Produce an exact transcription of the listing below, omitting the pictures.

+++ Dataset excerpts +++

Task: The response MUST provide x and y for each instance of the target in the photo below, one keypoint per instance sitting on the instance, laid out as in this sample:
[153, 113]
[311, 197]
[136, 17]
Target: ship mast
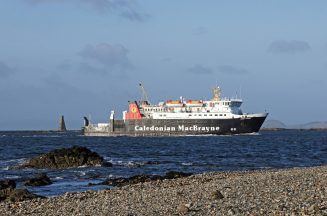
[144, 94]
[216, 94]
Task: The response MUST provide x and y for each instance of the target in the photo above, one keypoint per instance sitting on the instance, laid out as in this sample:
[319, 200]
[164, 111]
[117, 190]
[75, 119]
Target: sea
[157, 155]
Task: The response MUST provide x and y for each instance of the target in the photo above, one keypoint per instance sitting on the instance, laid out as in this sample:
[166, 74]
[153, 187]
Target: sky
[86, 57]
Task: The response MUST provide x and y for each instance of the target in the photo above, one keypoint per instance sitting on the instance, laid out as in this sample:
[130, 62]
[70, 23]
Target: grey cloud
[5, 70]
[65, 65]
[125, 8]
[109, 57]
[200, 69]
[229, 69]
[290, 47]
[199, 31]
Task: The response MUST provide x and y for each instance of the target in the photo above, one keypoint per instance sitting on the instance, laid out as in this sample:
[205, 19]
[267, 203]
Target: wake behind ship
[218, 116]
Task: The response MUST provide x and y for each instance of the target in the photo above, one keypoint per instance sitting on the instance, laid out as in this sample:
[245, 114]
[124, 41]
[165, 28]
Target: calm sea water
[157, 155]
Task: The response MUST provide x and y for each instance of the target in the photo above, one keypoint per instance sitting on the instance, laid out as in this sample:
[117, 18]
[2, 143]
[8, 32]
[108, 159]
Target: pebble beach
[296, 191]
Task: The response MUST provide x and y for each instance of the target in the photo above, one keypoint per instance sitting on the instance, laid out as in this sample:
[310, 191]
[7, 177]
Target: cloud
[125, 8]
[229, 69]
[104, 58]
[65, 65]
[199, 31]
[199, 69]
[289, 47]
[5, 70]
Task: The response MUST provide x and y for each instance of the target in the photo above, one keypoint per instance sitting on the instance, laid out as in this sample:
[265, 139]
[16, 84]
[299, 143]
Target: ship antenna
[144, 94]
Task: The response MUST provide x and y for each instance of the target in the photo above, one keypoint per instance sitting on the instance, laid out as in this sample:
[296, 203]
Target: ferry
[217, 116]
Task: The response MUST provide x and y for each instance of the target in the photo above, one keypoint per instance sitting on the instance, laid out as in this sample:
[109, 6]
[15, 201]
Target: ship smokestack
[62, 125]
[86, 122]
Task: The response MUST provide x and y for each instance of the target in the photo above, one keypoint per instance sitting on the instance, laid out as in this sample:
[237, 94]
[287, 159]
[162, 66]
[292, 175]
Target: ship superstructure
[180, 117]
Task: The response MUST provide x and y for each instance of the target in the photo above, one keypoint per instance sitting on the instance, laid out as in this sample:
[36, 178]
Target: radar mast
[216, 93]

+++

■ Written response
Task: The response MUST provide x and y for each instance of the target in the photo below, one keypoint per instance sitting on the instance, laid out as in this sample:
[153, 113]
[311, 197]
[136, 17]
Target: ship mast
[144, 94]
[216, 94]
Task: The response MUST provide x and y for each instance of the target in the photo above, one keypoint per instance sitting on the instance, laid out as in this sample:
[319, 200]
[164, 111]
[117, 190]
[75, 119]
Target: sea
[157, 155]
Task: The response MUST provide x and y for each instance of the target in the photo above, one keypoint per instance sitting on the instance, laid out as in this sample:
[166, 74]
[153, 187]
Target: sky
[86, 57]
Task: The response MUST provide x and y for each instance of the target in the photo above, one keypoint per instance sitting on the instance, laid out as in this sample:
[130, 62]
[70, 23]
Target: grey cloud
[5, 70]
[65, 65]
[125, 8]
[109, 57]
[200, 69]
[229, 69]
[290, 47]
[199, 31]
Task: The response MUST provide x and y for each instance of the target in the photo above, one keypoint per instance sitting on the instance, laid out as in this sample:
[205, 19]
[267, 203]
Target: wake behind ship
[218, 116]
Task: The response MUST provide x and y for each instance of the target in the photo above, one keypoint per instance sitting on the instance, laid out as in this sample:
[245, 114]
[124, 41]
[165, 28]
Target: calm sea water
[157, 155]
Task: The response MUST provide x and y for each instance of the target in the photo above, one keypoint per instance sitting on the instance, laid out as in this sample:
[117, 18]
[2, 143]
[8, 32]
[108, 159]
Target: pebble beach
[296, 191]
Task: The response MUST provide x and y for each instance of the target in the photo above, one keypoint per instance sitting on the instance, laid out as in this sample:
[310, 191]
[7, 177]
Target: cloud
[125, 8]
[229, 69]
[104, 58]
[65, 65]
[199, 31]
[199, 69]
[289, 47]
[5, 70]
Task: The response MUST provide x and y for each instance of the target in the photo above, one keypoint per instance sitting on the instance, laid out as in this sample:
[265, 139]
[16, 84]
[299, 143]
Target: ship antenna
[144, 94]
Task: The response MUST provide x and y for each instance of the target in the photo above, one keypoint per instance sitting on the instance, laid out as in this sample:
[296, 203]
Target: ferry
[217, 116]
Task: The response MUST provide x and y for each instance of the target in the photo above, one keypoint per instance sitting on the instance, laid out as in this sample:
[109, 6]
[15, 201]
Target: ship smokestack
[62, 125]
[86, 122]
Task: The response MUST provide x and y for each instance of the target in the photo above, one keypoint per instance sitting on the instance, laid out as in this sample:
[237, 94]
[287, 159]
[162, 66]
[292, 175]
Target: ship superstructure
[180, 117]
Task: The response MUST provide x and y for each instance of the target in the photo above, one keypoint per instance sitting on the instance, laid out as in this sample:
[36, 178]
Target: radar mast
[216, 93]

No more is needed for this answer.